## Assignment
Count how many lines hold "rough" in the records, and respond with that number by itself.
*** Data to use ***
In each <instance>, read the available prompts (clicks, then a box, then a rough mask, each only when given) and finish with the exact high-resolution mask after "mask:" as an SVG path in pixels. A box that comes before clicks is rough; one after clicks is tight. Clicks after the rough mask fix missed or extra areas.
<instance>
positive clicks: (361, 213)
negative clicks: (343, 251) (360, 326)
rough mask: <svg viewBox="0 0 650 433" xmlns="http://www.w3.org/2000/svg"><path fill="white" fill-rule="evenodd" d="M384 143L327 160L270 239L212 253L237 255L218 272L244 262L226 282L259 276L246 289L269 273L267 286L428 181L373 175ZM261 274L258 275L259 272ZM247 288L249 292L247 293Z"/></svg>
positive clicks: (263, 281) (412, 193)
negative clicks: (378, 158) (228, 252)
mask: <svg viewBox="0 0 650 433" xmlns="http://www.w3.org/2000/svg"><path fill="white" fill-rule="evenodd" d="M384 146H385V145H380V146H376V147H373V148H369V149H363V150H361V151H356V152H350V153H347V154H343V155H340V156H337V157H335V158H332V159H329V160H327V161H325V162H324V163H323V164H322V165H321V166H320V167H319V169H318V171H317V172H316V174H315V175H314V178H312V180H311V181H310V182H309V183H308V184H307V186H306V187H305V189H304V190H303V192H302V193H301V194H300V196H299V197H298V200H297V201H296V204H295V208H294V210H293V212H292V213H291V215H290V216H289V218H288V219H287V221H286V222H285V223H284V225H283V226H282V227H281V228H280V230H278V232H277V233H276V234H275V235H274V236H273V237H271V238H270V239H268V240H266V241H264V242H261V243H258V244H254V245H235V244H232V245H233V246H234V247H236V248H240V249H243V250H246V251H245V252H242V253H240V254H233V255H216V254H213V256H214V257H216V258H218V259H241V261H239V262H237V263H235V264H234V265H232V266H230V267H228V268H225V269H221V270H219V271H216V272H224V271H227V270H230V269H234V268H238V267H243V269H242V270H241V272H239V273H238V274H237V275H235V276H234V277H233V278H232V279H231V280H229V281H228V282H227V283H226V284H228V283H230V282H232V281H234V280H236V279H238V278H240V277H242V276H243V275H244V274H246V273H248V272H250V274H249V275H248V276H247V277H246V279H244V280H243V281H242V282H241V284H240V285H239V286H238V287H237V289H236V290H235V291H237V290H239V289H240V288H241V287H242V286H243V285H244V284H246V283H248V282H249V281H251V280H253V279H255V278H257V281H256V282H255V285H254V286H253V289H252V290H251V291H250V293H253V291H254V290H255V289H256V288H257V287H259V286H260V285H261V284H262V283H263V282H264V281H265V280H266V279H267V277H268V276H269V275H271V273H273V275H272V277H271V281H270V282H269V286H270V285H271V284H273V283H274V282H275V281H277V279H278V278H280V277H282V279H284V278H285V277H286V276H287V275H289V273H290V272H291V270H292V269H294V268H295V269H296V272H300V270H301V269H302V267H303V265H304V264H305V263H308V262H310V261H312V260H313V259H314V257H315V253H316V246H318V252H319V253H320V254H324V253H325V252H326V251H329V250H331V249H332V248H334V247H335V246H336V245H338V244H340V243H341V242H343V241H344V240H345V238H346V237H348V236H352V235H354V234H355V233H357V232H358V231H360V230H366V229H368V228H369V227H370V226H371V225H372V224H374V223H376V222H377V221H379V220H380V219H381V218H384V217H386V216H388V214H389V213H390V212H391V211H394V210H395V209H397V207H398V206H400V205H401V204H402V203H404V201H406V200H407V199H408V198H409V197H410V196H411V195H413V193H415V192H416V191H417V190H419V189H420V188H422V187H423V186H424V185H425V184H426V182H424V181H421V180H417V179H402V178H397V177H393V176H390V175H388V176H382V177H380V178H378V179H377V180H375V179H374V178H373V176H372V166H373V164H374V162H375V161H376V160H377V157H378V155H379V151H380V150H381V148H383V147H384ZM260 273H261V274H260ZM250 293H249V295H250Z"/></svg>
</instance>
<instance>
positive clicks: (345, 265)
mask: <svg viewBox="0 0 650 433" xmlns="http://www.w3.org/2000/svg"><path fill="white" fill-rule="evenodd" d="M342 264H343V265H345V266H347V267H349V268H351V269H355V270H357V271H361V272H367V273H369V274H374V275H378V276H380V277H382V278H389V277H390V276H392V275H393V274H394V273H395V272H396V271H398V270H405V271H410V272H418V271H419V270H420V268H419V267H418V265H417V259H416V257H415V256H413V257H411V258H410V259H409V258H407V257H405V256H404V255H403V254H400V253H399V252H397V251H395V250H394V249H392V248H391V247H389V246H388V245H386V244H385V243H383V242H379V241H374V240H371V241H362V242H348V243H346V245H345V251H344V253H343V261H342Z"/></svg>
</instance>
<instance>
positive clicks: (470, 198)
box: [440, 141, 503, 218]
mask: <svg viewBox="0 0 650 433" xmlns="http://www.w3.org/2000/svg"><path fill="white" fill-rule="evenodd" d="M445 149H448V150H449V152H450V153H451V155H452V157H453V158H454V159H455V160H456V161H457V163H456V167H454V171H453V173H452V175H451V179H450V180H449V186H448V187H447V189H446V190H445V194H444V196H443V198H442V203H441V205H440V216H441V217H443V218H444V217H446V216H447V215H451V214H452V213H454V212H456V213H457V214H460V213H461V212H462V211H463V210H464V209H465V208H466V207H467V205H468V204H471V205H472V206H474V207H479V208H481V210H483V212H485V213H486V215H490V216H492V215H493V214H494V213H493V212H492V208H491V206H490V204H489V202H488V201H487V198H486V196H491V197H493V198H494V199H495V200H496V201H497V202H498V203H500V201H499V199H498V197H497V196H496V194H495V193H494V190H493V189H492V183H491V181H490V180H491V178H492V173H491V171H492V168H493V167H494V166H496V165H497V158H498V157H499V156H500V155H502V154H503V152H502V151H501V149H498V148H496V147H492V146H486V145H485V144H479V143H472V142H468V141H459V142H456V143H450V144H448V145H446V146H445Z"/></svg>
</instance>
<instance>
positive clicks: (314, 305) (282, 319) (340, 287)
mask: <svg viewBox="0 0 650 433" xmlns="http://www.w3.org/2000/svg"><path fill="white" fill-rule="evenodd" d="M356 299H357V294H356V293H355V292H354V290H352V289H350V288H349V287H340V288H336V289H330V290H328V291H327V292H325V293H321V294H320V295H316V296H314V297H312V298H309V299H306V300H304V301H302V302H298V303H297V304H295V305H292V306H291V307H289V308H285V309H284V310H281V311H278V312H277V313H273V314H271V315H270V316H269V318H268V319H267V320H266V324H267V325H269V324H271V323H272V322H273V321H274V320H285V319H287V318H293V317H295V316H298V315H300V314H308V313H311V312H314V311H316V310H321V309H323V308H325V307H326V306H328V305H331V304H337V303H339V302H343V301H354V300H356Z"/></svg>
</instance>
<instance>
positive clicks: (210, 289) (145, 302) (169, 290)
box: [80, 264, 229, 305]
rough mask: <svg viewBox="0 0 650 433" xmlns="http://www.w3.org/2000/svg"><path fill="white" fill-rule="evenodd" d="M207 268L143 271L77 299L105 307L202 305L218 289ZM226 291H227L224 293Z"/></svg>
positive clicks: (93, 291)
*** End of Data to use ***
## Answer box
3